## [WHAT THIS EXERCISE ASKS]
**a.** Answer these questions about the excerpt on bread and spreads:
(i) What does the excerpt say gluten is?
(ii) What two things does it advise people who prefer gluten free bread to look for?
(iii) What properties does it say some margarines boast?
**b.** From the excerpt on bread and spreads, print the passage from "9. Gluten free" to "a carb overload.".
**c.** List every natural source of good oils named in the excerpt on bread and spreads.

9. Gluten free bread
If you have coeliac disease, or a known intolerance to gluten, gluten free bread can be a relatively healthy choice as part of a balanced diet. On the other hand, if you are simply ordering gluten free as you think it is healthier, be careful. As gluten is a protein found in wheat, gluten free breads often use rice flour, or other refined gluten free grains in their recipes. Ultimately this means you end up with a crumbly bread with a higher carb content than regular bread, made from refined white flours which have a relatively high GI. So if you do prefer gluten free, always look for wholegrain varieties and small slices where you can to avoid a carb overload.
If you are trying to keep your diet fresh and as unprocessed as possible it makes little sense to add refined vegetable oils back into your diet when you can easily get your good oils via natural sources including olive oil, nuts, seeds and oily fish. While some margarines boast cholesterol lowering properties, it could be argued that bumping up your intake of good fats, minimising your intake of processed foods and losing a few kilos are much more powerful strategies as opposed to adding processed oil back into your diet via unnecessary spreads.

## [GIVEN DATA]
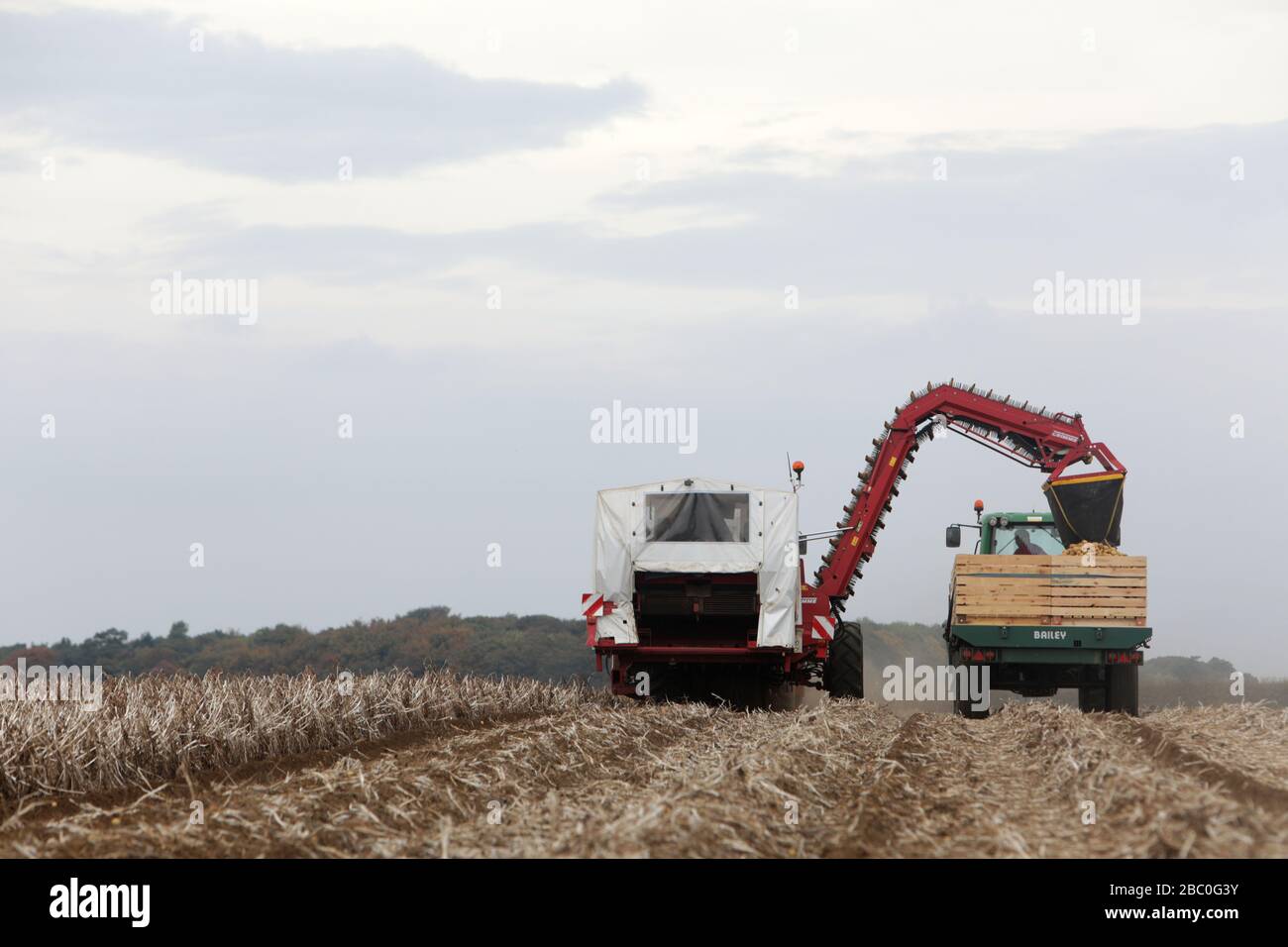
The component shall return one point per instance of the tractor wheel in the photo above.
(1091, 699)
(1122, 689)
(842, 676)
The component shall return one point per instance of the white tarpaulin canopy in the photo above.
(697, 525)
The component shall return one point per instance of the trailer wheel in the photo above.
(842, 677)
(967, 710)
(1091, 699)
(1122, 689)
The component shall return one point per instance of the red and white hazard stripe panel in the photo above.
(591, 604)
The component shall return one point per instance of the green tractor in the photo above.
(1041, 617)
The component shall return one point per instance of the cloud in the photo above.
(1153, 205)
(134, 84)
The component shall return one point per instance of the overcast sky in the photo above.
(471, 224)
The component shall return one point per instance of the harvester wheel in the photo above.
(842, 676)
(1122, 689)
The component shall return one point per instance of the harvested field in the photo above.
(437, 766)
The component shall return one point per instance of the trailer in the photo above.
(699, 583)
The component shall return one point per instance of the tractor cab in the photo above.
(1010, 534)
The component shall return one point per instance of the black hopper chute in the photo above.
(1087, 508)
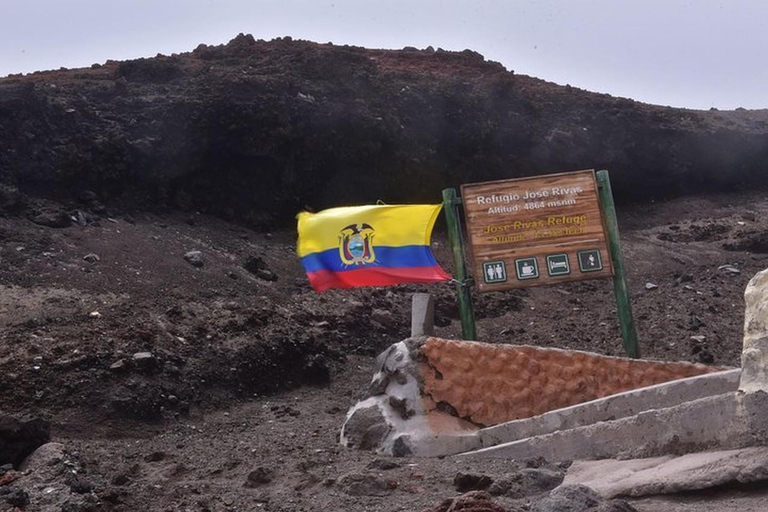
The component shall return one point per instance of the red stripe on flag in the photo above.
(375, 276)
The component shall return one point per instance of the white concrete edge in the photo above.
(620, 405)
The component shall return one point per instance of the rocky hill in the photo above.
(256, 130)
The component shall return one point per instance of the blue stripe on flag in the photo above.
(403, 256)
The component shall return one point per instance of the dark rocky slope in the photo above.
(256, 130)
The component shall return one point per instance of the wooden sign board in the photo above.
(536, 231)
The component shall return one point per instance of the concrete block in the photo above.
(422, 315)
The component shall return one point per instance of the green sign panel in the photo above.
(526, 268)
(558, 265)
(494, 272)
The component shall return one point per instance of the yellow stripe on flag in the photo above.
(394, 225)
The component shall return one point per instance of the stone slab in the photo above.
(617, 406)
(727, 421)
(670, 474)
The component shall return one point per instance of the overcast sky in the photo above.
(683, 53)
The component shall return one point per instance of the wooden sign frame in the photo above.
(536, 231)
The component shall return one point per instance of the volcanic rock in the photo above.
(20, 437)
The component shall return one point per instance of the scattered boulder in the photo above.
(258, 267)
(156, 456)
(20, 437)
(195, 258)
(145, 361)
(669, 474)
(366, 428)
(119, 366)
(259, 476)
(569, 498)
(364, 484)
(17, 498)
(475, 501)
(52, 218)
(754, 359)
(383, 464)
(45, 456)
(526, 482)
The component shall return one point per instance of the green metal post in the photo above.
(627, 322)
(463, 293)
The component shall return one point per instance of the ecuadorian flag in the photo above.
(375, 245)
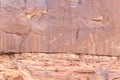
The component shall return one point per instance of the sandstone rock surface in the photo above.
(81, 26)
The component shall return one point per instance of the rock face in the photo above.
(80, 26)
(61, 66)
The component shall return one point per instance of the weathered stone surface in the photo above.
(81, 26)
(61, 66)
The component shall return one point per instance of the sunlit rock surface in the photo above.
(82, 26)
(61, 66)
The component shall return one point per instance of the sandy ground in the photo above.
(58, 66)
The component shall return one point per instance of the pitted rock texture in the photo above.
(61, 66)
(80, 26)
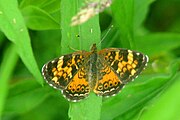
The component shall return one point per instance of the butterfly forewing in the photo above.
(115, 68)
(125, 63)
(59, 72)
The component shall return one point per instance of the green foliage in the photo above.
(137, 26)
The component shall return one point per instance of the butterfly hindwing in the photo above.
(78, 88)
(108, 83)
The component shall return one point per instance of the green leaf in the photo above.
(6, 69)
(80, 38)
(167, 106)
(37, 19)
(24, 96)
(49, 6)
(157, 43)
(12, 25)
(141, 8)
(136, 95)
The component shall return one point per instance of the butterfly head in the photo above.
(94, 48)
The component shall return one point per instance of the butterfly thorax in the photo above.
(92, 77)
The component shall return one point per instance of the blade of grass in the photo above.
(6, 69)
(12, 25)
(124, 20)
(88, 33)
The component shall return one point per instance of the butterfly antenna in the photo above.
(74, 49)
(105, 35)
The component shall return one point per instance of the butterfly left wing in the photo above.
(116, 67)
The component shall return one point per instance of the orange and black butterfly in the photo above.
(105, 72)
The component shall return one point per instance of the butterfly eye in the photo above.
(78, 89)
(110, 83)
(100, 87)
(86, 89)
(82, 89)
(73, 90)
(115, 83)
(106, 85)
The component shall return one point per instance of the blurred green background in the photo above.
(34, 32)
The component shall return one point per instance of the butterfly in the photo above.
(104, 72)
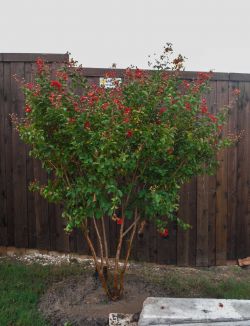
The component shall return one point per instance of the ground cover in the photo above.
(39, 294)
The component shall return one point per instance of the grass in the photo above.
(230, 282)
(22, 285)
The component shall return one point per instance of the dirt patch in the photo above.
(81, 301)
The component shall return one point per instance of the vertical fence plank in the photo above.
(3, 208)
(202, 221)
(41, 210)
(8, 109)
(212, 104)
(30, 177)
(186, 240)
(247, 217)
(221, 189)
(242, 174)
(232, 176)
(19, 163)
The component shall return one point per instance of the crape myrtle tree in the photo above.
(121, 153)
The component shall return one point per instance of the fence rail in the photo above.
(217, 207)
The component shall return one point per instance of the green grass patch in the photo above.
(22, 285)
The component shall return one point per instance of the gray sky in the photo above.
(212, 34)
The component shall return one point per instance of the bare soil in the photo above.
(81, 301)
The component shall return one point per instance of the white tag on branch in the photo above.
(109, 82)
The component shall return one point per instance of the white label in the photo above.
(109, 82)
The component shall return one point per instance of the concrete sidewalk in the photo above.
(197, 312)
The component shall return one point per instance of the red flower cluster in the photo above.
(119, 221)
(40, 65)
(164, 233)
(87, 125)
(129, 133)
(162, 110)
(188, 106)
(110, 74)
(186, 84)
(105, 106)
(236, 92)
(204, 108)
(138, 73)
(212, 118)
(27, 109)
(30, 86)
(56, 84)
(62, 75)
(71, 120)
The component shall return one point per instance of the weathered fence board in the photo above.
(217, 207)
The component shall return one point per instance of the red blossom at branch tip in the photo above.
(164, 233)
(27, 109)
(40, 65)
(87, 125)
(129, 133)
(56, 84)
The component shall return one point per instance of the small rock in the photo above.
(116, 319)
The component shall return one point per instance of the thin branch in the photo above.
(105, 243)
(131, 226)
(100, 241)
(93, 252)
(129, 250)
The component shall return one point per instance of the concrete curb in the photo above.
(188, 311)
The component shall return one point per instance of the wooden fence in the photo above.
(218, 207)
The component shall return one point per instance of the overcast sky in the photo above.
(212, 34)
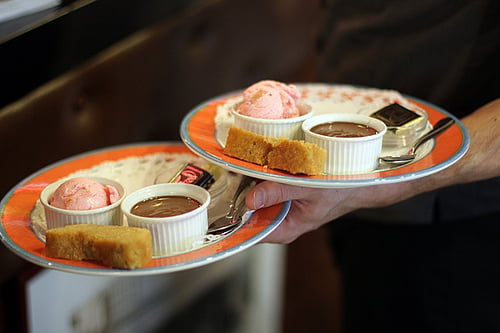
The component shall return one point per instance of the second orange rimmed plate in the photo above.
(198, 131)
(16, 223)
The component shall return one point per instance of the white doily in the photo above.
(136, 172)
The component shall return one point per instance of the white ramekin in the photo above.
(58, 217)
(347, 155)
(173, 234)
(289, 128)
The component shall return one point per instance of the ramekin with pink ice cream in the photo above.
(82, 200)
(272, 109)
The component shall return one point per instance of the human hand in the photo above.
(313, 207)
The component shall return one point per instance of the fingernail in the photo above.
(259, 197)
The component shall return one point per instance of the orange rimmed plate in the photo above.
(16, 226)
(198, 131)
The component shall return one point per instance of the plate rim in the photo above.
(324, 183)
(53, 263)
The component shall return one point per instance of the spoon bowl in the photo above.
(440, 127)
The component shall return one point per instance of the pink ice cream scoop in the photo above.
(271, 100)
(83, 194)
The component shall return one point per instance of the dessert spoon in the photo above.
(234, 215)
(440, 127)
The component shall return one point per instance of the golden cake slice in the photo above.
(115, 246)
(294, 156)
(248, 146)
(297, 157)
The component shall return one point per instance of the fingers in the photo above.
(269, 193)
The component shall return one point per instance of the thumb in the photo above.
(269, 193)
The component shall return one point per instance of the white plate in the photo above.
(204, 136)
(18, 224)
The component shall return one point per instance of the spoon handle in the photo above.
(244, 183)
(439, 127)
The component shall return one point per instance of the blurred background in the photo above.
(82, 75)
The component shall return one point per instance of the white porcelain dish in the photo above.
(58, 217)
(347, 155)
(172, 234)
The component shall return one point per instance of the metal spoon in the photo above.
(234, 214)
(440, 127)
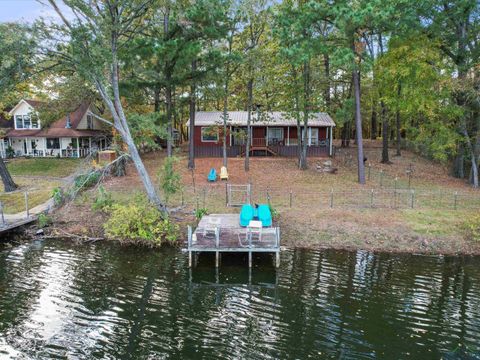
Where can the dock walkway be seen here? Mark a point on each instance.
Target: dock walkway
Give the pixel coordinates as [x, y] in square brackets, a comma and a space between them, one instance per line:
[222, 233]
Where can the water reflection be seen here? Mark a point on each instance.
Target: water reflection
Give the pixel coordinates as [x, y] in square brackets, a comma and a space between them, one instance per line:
[107, 301]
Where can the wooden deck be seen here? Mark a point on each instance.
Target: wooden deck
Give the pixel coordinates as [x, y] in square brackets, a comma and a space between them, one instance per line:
[222, 233]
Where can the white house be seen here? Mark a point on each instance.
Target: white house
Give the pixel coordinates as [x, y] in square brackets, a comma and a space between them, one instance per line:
[75, 135]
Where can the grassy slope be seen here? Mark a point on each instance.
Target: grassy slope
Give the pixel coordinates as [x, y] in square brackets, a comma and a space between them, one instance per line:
[43, 167]
[38, 177]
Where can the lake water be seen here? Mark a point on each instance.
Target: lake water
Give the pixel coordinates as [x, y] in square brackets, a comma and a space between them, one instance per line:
[105, 301]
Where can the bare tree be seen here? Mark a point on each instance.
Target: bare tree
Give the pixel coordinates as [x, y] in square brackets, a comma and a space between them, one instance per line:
[90, 45]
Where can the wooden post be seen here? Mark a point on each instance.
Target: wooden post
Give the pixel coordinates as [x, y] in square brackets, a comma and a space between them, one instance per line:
[217, 244]
[189, 245]
[26, 204]
[1, 213]
[226, 194]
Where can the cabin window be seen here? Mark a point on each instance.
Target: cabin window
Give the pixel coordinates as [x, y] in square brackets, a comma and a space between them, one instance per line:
[19, 121]
[209, 135]
[89, 122]
[35, 123]
[275, 135]
[53, 143]
[26, 122]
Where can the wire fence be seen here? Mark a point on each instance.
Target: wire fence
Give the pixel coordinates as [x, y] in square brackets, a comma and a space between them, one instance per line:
[215, 198]
[15, 207]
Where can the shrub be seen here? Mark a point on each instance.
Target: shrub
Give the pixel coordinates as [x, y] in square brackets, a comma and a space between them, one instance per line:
[58, 196]
[170, 180]
[139, 221]
[43, 220]
[103, 200]
[199, 213]
[471, 227]
[86, 181]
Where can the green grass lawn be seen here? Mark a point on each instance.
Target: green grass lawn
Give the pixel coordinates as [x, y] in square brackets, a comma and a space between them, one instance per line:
[43, 167]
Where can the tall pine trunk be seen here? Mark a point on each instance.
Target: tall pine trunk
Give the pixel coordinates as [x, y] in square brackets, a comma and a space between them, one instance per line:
[385, 134]
[191, 143]
[358, 119]
[249, 116]
[8, 183]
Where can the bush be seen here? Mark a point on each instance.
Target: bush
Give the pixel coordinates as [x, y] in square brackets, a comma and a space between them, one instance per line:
[43, 220]
[199, 213]
[58, 196]
[139, 221]
[170, 180]
[471, 228]
[103, 200]
[86, 181]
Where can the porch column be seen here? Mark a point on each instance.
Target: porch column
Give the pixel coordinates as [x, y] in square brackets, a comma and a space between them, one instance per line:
[331, 141]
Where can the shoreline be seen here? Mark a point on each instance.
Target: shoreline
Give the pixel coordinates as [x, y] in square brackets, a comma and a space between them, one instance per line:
[330, 238]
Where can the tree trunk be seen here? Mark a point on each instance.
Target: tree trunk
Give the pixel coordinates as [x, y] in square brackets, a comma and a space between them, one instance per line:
[168, 94]
[399, 134]
[326, 64]
[358, 121]
[225, 119]
[8, 183]
[385, 134]
[249, 115]
[306, 91]
[373, 120]
[191, 143]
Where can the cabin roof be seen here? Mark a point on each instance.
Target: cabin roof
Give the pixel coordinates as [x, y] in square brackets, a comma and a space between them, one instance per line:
[271, 118]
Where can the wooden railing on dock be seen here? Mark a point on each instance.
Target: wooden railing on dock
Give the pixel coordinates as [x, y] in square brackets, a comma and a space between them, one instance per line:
[222, 233]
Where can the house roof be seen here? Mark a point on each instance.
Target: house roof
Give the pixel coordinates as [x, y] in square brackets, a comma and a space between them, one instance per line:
[53, 132]
[58, 128]
[272, 118]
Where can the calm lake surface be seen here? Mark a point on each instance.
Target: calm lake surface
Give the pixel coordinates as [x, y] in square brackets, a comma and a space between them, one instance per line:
[105, 301]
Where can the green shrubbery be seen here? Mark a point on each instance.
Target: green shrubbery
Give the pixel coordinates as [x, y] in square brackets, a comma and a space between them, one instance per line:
[103, 200]
[139, 221]
[471, 227]
[86, 181]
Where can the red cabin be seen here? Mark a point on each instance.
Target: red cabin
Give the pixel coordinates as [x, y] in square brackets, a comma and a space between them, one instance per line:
[273, 133]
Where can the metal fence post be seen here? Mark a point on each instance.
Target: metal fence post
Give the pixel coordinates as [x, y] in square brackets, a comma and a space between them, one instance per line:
[204, 196]
[26, 204]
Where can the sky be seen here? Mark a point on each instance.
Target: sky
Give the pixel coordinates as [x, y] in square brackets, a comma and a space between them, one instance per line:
[23, 10]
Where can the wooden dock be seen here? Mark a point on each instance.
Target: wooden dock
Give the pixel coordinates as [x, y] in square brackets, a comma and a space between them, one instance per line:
[14, 225]
[220, 233]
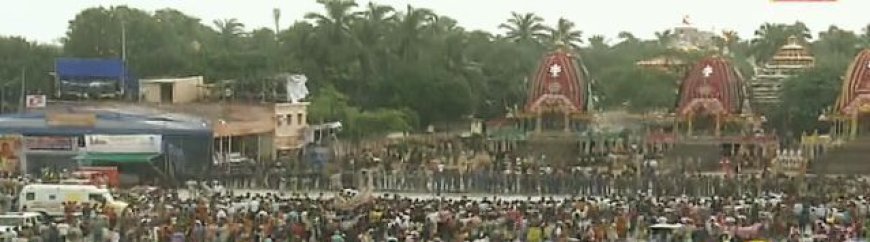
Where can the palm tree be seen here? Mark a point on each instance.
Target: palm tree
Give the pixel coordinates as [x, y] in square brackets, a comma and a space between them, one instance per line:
[230, 30]
[867, 36]
[410, 27]
[369, 35]
[526, 28]
[598, 42]
[338, 17]
[767, 39]
[665, 37]
[229, 27]
[564, 33]
[627, 37]
[276, 16]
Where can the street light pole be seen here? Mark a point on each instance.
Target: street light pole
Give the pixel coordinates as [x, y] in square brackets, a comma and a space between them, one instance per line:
[23, 77]
[123, 41]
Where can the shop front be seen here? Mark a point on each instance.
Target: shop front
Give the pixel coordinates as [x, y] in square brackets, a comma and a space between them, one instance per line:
[138, 158]
[49, 154]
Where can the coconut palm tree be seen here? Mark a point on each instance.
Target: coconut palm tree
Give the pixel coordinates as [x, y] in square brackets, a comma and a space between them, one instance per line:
[665, 37]
[230, 30]
[337, 19]
[526, 28]
[598, 42]
[229, 27]
[411, 24]
[566, 34]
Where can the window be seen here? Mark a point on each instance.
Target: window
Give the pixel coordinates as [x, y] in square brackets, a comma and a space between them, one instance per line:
[96, 197]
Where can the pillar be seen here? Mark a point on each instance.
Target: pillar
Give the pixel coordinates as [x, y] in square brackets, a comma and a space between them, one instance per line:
[689, 126]
[567, 123]
[853, 128]
[717, 132]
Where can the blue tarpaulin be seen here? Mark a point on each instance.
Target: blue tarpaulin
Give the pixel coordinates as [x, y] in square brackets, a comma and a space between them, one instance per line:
[87, 70]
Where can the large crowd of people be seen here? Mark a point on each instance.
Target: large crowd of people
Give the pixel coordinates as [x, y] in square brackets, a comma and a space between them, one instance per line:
[443, 193]
[834, 211]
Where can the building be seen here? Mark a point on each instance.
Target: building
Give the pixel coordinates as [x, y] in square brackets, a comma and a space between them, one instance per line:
[290, 125]
[711, 94]
[791, 59]
[78, 78]
[714, 122]
[65, 139]
[172, 90]
[850, 123]
[689, 38]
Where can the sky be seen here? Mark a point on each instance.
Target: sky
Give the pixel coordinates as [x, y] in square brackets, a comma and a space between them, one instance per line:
[46, 21]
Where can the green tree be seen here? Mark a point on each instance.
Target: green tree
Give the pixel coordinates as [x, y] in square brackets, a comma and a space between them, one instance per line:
[525, 28]
[565, 33]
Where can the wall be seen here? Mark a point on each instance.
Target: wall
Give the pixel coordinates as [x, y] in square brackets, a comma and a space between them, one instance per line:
[188, 90]
[290, 121]
[184, 90]
[150, 92]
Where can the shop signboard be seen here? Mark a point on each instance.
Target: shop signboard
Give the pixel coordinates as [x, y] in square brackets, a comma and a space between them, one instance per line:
[10, 154]
[123, 143]
[59, 143]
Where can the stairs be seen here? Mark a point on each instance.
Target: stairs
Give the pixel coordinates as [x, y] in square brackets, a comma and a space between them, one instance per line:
[852, 158]
[710, 154]
[559, 147]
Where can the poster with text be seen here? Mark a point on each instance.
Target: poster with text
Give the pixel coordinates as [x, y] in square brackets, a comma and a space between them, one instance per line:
[10, 154]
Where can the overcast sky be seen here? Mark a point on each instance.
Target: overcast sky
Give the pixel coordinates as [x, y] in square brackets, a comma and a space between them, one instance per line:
[47, 20]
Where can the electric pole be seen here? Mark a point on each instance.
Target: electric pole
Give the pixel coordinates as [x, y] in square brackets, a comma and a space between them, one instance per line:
[23, 106]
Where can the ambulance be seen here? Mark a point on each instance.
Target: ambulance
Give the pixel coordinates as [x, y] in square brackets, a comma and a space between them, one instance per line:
[50, 198]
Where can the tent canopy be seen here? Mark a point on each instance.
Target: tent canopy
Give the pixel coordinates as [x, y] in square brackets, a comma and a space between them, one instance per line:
[117, 157]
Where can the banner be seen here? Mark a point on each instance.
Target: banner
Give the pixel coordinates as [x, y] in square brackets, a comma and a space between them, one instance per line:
[70, 119]
[10, 153]
[49, 143]
[36, 101]
[123, 143]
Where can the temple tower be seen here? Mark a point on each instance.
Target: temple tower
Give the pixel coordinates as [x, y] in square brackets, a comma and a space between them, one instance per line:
[788, 61]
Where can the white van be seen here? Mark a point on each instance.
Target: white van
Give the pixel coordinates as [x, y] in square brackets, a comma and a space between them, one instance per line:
[10, 221]
[49, 198]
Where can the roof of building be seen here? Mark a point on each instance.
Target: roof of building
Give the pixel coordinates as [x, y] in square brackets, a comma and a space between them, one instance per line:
[172, 80]
[855, 92]
[560, 82]
[712, 85]
[36, 123]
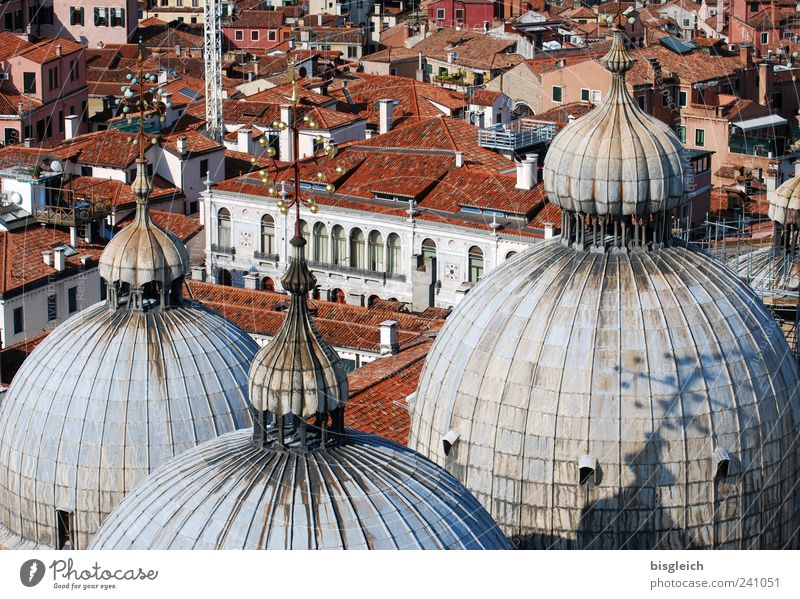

## [SOLUTIONS]
**a.**
(i) A protein found in wheat.
(ii) Wholegrain varieties and small slices.
(iii) Cholesterol lowering properties.

**b.**
9. Gluten free bread
If you have coeliac disease, or a known intolerance to gluten, gluten free bread can be a relatively healthy choice as part of a balanced diet. On the other hand, if you are simply ordering gluten free as you think it is healthier, be careful. As gluten is a protein found in wheat, gluten free breads often use rice flour, or other refined gluten free grains in their recipes. Ultimately this means you end up with a crumbly bread with a higher carb content than regular bread, made from refined white flours which have a relatively high GI. So if you do prefer gluten free, always look for wholegrain varieties and small slices where you can to avoid a carb overload.

**c.** Olive oil, nuts, seeds, oily fish